>> START Excerpted passage

# sailing itinerary Turkey-Med coast



## BTalamo (Dec 10, 2007)

A group of 6 adults plans on a first-time bareboat charter in Turkey in June and is looking for advice on itinerary with some historic sites/tavernas etc, but not hot spots and crowds. Also would enjoy quiet coves. What is a good 1 wk itinerary that would capture the winds, not be too hot (ie have wind) out of either Bodrum or Gocek (or Marmaris) I guess. We have not yet selected a charter co. but are looking for a sloop or ketch of about 40 ft. We have 2 experienced skippers on board (Maryland, Mass., Maine coast cruising, 1 trans-Atlantic) and sufficient experienced mates. Thanks, B.T.


----------



## JohnRPollard (Mar 26, 2007)

That's a nice coastline to visit. Plenty of secluded coves, etc, for anchoring. Kusadasi would be a good stop off point for re-provisioning and an easy bus-trip to the well-preserved ruins of ancient Ephesus.

The eastern islands of the greek Cyclades and Dodecanese chains are within easy reach of Ionian Turkey. In fact you might tack or gybe around some of them as you work up and down the coast. One difficulty we encountered was that a new cruising permit had to be purchased each time we cleared into one country or the other. This can get expensive and more or less discouraged us from making landfall in one country or the other depending on which permit we had at the time. However, this may no longer be the case and I'm sure a reputable charter company could apprise you of the current regulations.

All the folks we met in Turkey were welcoming and hospitable. It's a nice place to sail.


----------

>> END Excerpted passage

Directions:
a – From the Turkey sailing thread, quote the passage from "The eastern islands" to "the current regulations.".
b – In the Turkey sailing thread, which town does the reply recommend as a stop for re-provisioning?

>> START Entries

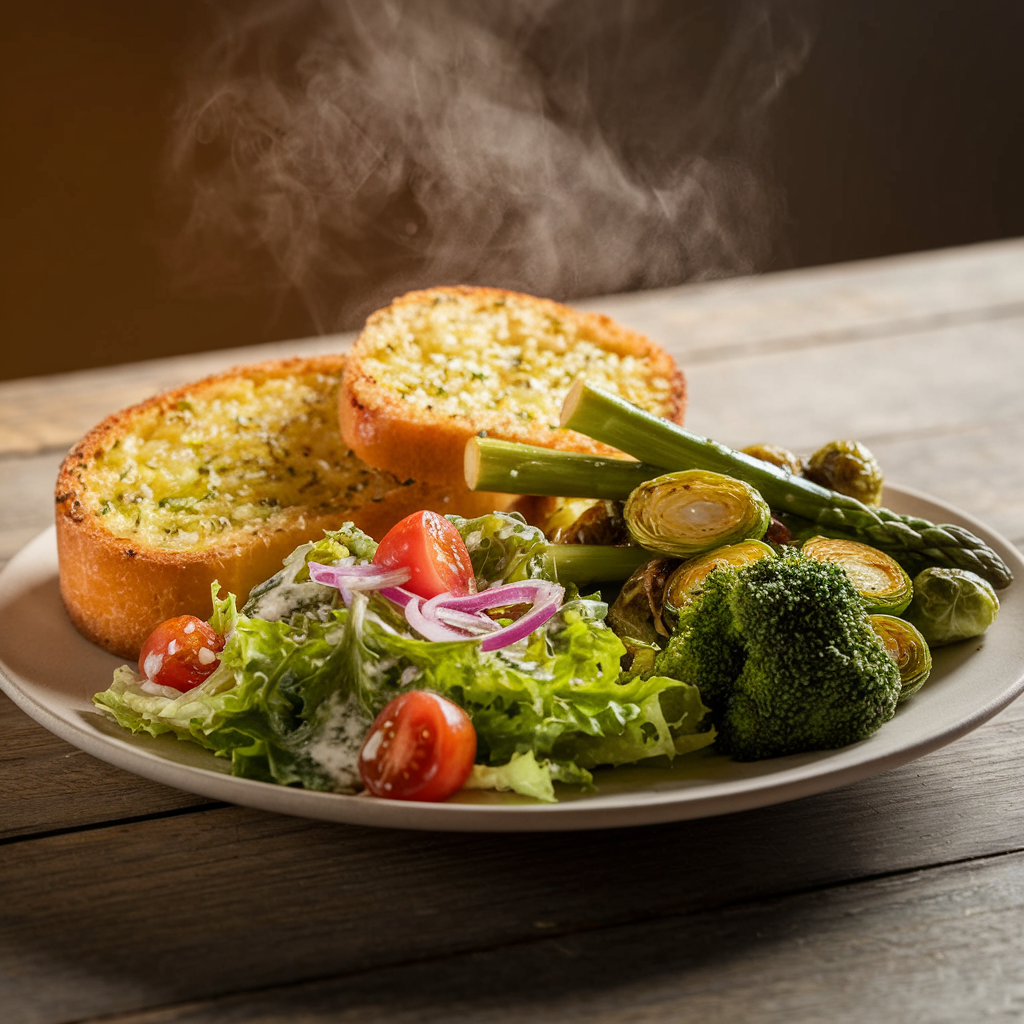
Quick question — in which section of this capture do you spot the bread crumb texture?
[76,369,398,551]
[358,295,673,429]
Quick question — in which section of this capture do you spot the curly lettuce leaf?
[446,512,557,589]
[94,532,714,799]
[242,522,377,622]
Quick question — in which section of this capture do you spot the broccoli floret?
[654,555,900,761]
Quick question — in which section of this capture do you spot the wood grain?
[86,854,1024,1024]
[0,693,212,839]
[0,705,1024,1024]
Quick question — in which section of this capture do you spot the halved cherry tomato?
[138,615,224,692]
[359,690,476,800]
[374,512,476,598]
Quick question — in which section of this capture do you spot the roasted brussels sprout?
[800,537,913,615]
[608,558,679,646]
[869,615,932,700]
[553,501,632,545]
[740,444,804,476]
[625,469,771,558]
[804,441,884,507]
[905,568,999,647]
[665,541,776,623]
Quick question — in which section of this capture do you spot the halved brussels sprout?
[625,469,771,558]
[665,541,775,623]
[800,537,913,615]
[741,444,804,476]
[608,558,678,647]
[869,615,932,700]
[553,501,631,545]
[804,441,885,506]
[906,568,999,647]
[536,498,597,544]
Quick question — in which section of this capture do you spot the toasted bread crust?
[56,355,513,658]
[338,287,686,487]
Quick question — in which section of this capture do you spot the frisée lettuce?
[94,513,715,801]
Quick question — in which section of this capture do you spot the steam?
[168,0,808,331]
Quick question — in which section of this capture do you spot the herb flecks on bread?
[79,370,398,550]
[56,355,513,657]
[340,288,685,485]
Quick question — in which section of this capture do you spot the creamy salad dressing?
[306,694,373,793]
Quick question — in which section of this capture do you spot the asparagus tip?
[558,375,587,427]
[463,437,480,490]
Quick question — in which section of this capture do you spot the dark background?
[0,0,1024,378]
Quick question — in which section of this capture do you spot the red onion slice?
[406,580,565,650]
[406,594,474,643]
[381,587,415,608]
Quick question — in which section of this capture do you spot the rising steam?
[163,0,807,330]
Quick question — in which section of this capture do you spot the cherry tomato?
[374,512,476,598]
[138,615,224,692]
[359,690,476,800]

>> END Entries

Task solutions:
a –
The eastern islands of the greek Cyclades and Dodecanese chains are within easy reach of Ionian Turkey. In fact you might tack or gybe around some of them as you work up and down the coast. One difficulty we encountered was that a new cruising permit had to be purchased each time we cleared into one country or the other. This can get expensive and more or less discouraged us from making landfall in one country or the other depending on which permit we had at the time. However, this may no longer be the case and I'm sure a reputable charter company could apprise you of the current regulations.

b – Kusadasi